#### What to do
Pictures stay out of the copy; set down each line of the listing below exactly.

Photo labels with boxes:

--- begin ---

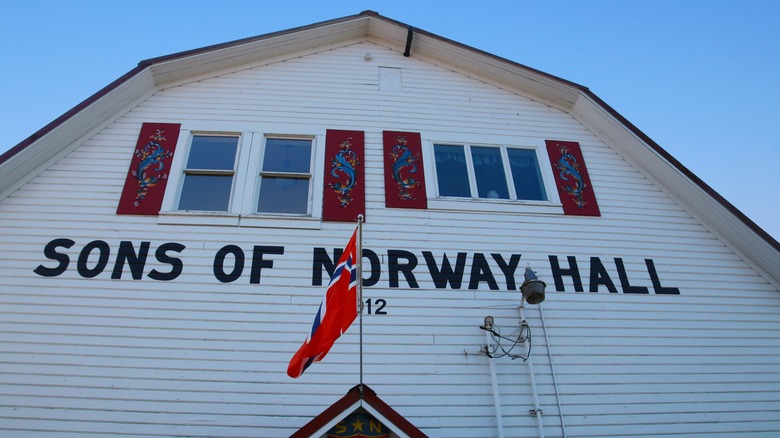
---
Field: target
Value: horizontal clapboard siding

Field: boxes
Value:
[0,42,780,437]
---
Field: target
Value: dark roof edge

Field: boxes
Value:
[290,383,427,438]
[368,11,588,91]
[364,11,780,252]
[0,11,378,168]
[0,10,780,252]
[583,89,780,252]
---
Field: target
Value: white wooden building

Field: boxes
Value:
[0,11,780,438]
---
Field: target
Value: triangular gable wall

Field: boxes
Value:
[290,384,427,438]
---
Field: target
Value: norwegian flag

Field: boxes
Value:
[287,230,357,379]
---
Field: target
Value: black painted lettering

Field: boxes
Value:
[214,245,246,283]
[111,240,150,280]
[645,259,680,295]
[360,248,382,287]
[249,245,284,284]
[469,252,498,290]
[615,257,650,294]
[547,255,583,292]
[148,242,185,281]
[387,249,420,289]
[588,257,617,293]
[423,251,468,289]
[490,253,521,290]
[33,239,76,277]
[76,240,111,278]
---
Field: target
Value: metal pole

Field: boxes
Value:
[520,300,544,438]
[355,214,363,388]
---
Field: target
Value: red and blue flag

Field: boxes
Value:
[287,230,357,379]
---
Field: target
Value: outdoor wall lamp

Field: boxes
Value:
[479,268,547,361]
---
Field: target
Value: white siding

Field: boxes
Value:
[0,42,780,437]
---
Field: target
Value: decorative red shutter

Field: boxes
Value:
[382,131,428,209]
[116,123,181,215]
[322,129,366,222]
[545,140,601,216]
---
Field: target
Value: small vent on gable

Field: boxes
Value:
[379,67,403,91]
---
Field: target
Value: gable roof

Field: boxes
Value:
[290,383,427,438]
[0,11,780,287]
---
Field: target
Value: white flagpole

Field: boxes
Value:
[355,214,363,386]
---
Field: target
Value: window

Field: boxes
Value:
[256,138,312,214]
[168,131,314,218]
[179,135,238,211]
[433,144,547,201]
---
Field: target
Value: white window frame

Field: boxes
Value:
[424,140,563,214]
[158,129,324,229]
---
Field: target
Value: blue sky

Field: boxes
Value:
[0,0,780,240]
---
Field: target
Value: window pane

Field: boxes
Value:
[507,149,547,201]
[179,175,233,211]
[433,144,471,198]
[471,147,509,199]
[257,177,309,214]
[263,138,311,173]
[187,135,238,170]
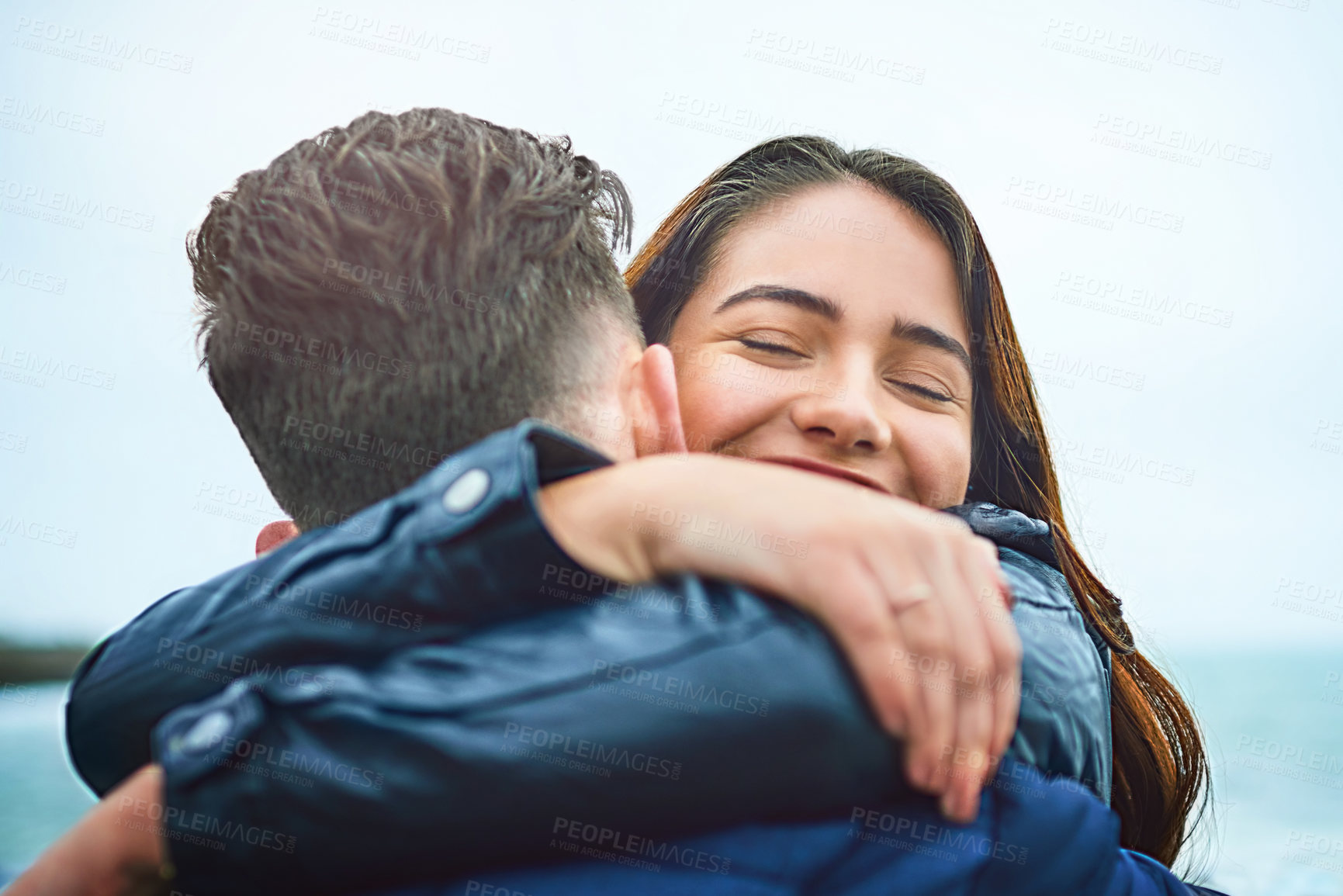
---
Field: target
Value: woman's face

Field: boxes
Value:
[669,184,972,508]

--- end ---

#### Written response
---
Field: target
Value: horizontal clapboard siding

Field: boxes
Value:
[0,42,780,437]
---
Field: target
Value: dark roof edge

Field: boxes
Value:
[290,383,427,438]
[368,11,588,91]
[364,11,780,252]
[0,11,378,168]
[0,10,780,252]
[583,89,780,252]
---
Field: target
Value: white wooden building

Field: boxes
Value:
[0,11,780,438]
---
Field: target
Value: triangular gable wall

Field: boxes
Value:
[290,384,427,438]
---
Field: target
Value: norwegian flag

Field: boxes
Value:
[287,230,357,379]
---
Field: target
Value: black painted lettering

Field: boxes
Value:
[214,245,246,283]
[111,240,150,280]
[645,259,680,295]
[360,248,382,287]
[249,245,284,284]
[469,252,498,290]
[615,257,650,294]
[547,255,583,292]
[148,242,185,281]
[387,249,420,289]
[588,257,617,293]
[423,251,468,289]
[490,253,521,290]
[33,239,76,277]
[76,240,111,278]
---
Field: target
Value: metal pole

Field: boxes
Value:
[520,300,544,438]
[355,214,363,388]
---
Field: target
Value: red and blue flag

Field: boxes
Value:
[287,230,357,379]
---
Field: target
Value: outdoor wall lamp

Field: boxes
Value:
[479,268,547,361]
---
Field: target
Value: white siding

Field: boxes
Value:
[0,42,780,437]
---
Field: target
Value: decorative red shutter

Field: boxes
Value:
[382,131,428,209]
[116,123,181,215]
[322,129,366,222]
[545,140,601,216]
---
Field: target
Value: small vent on gable

Field: boxes
Value:
[379,67,403,91]
---
Field: target
Value: gable roof

Field: boxes
Value:
[290,383,427,438]
[0,11,780,287]
---
Field: target
Value: white flagpole

Field: boxes
Value:
[355,214,363,386]
---
Field: target
Value: window

Field: boxes
Value:
[256,138,312,214]
[168,131,314,218]
[179,135,238,211]
[433,144,547,201]
---
Field: target
Value: white window frame

Field: boxes
Value:
[424,140,563,214]
[158,129,324,229]
---
Field: target
Value: blue sky

Field: boxes
Value:
[0,0,780,240]
---
Field: target
Value: window pane

Field: boxes
Value:
[507,149,547,201]
[179,175,233,211]
[433,144,471,198]
[471,147,509,199]
[257,177,309,214]
[263,138,311,173]
[187,135,238,170]
---
Field: target
Value: woman's face

Field: boxes
Value:
[669,184,972,508]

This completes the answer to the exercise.